Capfka, Wsieber, et al...
This debate is stemming from a confusion between two celar kinds of altruism - Behavioural altruism and Psychological alrtuism.

The latter is studied to death only in humans; Jackie's question was specifically referring to this kind. She mentioned persons in her question. It is only with humans that you can study the psychology of motives and whether altruism is subjective or not... Is someone 'really, genuinely' selfless or is there a subliminal underlying motive?

With animals, the effort is to study the biololgy of altruism. The behavioural consequences. As in, what is the 'effect' of an altruistic action on an individual and on the herd.

It is because we, in our language, ascribe all sorts of sentiments to words such as altruism, selfishness, selflessness, that we get upset when the poor (much derided in these columns!) biologists, use similar words to explain behaviour. Let us take the case of a mother bird who tries to distract a predator from its young, by attracting attention to herself. All we can see is the behaviour of the bird and the effect. Not the intent. Did the baby birds survive as a result? Are all the birds of her flock indulging in the same behaviour and are the little birds being saved? Nobody is trying to assess the intent of the birds, though tremendous strides have been made in animal cognition studies. If the babies survive, the mother bird has hit upon a successful strategy. It is a successul propagation strategy and will not be flushed down the gene drain.

■ ■ ■

__Activity A__. Return the stretch of the post on altruism from "With animals, the" through "on the herd.", word for word.
__Activity B__. Condense the paragraph of the post on altruism that begins "It is because we, in our language," into a shorter version that keeps its main facts.
The data that follows was taken from a separate source.

[Saved entries]
■ ■ ■

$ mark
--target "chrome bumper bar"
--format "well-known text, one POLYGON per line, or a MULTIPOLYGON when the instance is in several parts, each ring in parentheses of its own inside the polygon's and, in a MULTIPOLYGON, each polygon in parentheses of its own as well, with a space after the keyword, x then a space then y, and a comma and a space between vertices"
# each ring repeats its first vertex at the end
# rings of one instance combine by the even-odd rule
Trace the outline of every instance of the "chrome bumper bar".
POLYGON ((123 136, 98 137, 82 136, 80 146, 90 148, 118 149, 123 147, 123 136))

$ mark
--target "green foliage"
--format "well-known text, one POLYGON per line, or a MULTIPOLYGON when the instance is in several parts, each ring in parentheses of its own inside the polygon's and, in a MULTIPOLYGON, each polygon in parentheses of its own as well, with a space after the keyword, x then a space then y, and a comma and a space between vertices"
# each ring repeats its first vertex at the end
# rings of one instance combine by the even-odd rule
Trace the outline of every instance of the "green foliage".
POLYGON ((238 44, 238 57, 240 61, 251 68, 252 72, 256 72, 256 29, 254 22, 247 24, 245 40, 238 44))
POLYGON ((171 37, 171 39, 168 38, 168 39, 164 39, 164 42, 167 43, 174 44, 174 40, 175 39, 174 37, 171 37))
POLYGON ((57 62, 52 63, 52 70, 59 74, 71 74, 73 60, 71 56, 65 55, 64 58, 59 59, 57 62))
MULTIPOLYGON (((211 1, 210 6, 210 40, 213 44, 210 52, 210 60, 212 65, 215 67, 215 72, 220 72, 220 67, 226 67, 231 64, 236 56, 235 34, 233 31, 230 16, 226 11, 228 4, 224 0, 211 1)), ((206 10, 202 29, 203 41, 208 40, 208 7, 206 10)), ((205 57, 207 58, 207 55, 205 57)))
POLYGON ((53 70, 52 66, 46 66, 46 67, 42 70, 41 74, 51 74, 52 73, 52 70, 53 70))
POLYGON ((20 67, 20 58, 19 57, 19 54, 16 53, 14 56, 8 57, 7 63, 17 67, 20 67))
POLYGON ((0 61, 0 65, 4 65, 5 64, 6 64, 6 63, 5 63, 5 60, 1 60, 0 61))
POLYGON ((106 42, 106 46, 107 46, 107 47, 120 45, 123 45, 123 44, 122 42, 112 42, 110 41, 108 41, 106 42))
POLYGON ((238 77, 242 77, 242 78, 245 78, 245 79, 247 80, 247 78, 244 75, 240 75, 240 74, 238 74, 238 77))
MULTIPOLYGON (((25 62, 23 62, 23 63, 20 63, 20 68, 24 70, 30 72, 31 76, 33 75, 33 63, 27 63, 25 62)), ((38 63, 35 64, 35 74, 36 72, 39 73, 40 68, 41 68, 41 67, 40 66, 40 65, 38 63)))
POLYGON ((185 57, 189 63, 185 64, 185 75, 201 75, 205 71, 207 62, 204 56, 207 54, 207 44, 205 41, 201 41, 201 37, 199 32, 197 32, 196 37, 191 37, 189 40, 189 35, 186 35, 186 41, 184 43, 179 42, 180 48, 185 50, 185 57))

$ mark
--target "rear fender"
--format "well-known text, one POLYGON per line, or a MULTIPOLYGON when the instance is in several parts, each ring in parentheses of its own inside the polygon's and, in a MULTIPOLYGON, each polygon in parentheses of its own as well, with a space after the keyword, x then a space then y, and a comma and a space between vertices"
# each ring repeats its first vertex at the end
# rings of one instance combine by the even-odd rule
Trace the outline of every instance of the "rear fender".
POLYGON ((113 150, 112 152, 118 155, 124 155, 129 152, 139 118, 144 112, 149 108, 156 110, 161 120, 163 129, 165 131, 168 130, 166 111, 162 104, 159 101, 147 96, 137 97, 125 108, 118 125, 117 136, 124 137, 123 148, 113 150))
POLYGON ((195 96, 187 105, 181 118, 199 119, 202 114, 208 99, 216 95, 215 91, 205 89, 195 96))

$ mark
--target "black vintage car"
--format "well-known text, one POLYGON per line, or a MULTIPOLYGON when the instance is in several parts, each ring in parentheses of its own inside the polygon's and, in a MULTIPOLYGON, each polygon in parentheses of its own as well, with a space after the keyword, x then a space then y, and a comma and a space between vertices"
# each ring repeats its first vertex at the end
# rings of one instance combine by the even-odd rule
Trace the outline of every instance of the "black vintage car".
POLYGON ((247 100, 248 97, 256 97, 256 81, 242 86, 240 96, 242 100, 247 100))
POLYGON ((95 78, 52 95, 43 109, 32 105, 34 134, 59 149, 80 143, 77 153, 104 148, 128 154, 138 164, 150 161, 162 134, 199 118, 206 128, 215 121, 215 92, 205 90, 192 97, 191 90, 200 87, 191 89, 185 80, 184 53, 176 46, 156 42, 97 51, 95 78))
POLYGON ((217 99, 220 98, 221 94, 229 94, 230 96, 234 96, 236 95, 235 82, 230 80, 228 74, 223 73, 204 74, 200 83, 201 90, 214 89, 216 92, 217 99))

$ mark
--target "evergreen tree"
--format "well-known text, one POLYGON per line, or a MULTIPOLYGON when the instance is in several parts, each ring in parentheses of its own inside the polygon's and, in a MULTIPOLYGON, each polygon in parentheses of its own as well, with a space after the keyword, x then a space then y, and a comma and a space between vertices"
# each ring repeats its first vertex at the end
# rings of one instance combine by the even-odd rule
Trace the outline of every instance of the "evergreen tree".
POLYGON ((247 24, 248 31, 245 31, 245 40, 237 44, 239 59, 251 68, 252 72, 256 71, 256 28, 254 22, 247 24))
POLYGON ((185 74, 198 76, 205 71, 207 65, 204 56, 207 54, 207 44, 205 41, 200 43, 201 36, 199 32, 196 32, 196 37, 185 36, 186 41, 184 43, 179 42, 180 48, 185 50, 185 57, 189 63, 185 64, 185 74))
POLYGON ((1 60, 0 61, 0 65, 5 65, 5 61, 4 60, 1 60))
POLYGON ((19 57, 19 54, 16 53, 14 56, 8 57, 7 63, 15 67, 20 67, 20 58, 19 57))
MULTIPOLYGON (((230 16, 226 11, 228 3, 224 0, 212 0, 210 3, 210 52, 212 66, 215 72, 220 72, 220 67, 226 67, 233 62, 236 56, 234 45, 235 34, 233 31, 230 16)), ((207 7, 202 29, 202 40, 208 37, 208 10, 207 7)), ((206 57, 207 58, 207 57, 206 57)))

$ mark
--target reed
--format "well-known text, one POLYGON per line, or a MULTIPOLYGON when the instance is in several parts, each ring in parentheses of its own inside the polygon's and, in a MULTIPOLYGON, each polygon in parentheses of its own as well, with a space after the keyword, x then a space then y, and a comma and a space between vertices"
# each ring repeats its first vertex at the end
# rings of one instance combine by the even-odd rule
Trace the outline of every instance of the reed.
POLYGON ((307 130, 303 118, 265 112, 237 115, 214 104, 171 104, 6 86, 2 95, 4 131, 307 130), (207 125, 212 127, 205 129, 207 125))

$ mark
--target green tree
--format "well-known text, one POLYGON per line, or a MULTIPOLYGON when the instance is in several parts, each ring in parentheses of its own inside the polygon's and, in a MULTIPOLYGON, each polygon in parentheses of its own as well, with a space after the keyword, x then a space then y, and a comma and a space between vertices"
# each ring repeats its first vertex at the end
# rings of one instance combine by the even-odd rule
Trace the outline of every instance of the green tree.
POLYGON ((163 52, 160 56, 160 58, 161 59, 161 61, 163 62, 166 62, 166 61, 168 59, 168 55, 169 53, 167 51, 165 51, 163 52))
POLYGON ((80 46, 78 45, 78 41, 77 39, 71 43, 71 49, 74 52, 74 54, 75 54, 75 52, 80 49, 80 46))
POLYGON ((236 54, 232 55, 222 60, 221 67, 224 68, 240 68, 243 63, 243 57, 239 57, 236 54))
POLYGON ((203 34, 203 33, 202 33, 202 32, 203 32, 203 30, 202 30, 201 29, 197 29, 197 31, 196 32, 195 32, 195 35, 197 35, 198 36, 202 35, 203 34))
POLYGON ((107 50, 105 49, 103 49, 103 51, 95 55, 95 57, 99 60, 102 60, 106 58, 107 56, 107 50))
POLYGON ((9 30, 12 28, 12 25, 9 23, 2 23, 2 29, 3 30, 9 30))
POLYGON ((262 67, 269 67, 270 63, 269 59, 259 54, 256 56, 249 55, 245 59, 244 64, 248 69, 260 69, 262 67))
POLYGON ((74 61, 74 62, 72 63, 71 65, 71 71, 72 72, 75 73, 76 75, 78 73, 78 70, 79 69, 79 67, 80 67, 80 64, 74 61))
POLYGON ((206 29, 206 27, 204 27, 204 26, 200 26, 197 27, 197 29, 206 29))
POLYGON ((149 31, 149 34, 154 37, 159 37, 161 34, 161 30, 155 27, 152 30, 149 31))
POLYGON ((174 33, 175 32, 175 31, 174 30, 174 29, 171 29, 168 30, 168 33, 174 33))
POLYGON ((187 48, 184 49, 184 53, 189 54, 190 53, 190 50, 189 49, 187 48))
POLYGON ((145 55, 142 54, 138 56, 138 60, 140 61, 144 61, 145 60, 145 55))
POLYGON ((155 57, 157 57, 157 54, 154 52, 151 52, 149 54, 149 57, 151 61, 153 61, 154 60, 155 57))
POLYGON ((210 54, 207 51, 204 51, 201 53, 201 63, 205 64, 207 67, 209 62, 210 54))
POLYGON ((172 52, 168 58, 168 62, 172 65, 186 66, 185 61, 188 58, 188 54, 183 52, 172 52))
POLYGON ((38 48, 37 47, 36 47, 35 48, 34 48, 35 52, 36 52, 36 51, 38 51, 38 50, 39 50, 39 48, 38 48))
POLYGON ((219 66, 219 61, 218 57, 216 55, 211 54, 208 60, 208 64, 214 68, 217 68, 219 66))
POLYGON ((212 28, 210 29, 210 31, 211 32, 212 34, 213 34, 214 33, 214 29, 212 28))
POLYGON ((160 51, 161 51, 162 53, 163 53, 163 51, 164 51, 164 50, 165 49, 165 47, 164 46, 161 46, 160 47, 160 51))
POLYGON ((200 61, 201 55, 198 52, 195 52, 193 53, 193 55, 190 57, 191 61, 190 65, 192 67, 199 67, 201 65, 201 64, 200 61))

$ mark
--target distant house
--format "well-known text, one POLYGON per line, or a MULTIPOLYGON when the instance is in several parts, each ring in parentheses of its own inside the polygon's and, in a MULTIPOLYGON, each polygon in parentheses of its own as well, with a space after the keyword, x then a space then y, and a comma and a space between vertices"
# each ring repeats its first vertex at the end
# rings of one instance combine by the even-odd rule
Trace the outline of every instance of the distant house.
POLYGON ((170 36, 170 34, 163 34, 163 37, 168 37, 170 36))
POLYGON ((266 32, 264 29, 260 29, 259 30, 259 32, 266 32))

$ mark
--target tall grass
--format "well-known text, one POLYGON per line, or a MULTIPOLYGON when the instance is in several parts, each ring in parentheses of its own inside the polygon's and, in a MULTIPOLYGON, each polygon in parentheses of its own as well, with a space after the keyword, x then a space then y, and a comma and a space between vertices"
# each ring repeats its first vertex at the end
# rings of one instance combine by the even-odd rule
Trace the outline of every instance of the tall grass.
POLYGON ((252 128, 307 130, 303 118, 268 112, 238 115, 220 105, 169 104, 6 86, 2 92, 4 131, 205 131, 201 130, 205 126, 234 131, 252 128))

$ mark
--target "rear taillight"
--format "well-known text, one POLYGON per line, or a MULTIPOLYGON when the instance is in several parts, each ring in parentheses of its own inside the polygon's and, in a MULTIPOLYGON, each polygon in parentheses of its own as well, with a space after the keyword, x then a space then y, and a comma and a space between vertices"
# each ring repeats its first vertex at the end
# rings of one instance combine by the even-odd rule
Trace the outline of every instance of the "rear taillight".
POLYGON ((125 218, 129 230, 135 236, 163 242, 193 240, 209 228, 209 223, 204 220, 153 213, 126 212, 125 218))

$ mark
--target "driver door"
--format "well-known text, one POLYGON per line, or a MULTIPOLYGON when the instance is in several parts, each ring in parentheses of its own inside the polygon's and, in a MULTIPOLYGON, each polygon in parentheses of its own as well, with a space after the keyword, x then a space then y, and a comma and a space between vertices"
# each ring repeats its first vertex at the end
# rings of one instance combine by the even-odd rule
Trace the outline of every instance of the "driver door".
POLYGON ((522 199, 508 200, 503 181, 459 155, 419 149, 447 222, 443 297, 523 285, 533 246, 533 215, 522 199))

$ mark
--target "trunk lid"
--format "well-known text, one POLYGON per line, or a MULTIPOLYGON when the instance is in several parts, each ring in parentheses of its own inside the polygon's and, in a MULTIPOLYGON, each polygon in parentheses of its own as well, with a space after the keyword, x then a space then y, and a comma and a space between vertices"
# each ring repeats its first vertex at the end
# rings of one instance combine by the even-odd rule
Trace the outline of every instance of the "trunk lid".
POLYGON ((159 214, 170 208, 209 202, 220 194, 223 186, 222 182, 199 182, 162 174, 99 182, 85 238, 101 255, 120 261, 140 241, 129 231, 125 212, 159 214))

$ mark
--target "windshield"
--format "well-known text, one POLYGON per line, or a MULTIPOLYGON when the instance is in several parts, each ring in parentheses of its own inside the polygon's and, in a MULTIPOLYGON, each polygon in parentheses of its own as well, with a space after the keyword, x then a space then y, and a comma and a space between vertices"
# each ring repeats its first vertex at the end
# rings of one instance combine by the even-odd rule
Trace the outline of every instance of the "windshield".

■ ■ ■

__Answer A__.
With animals, the effort is to study the biololgy of altruism. The behavioural consequences. As in, what is the 'effect' of an altruistic action on an individual and on the herd.

__Answer B__. Because everyday language attaches sentiment to words such as altruism, selfishness and selflessness, people get upset when biologists use similar words to explain behavior. Take a mother bird that distracts a predator from her young by drawing its attention to herself. Only her behavior and its effect can be observed, not her intent. The questions are whether the young survive and whether other birds in her flock do the same with the same result. No one tries to assess the birds' intent, despite great progress in animal cognition studies. If the young survive, the mother has found a successful propagation strategy, one that will not be lost from the gene pool.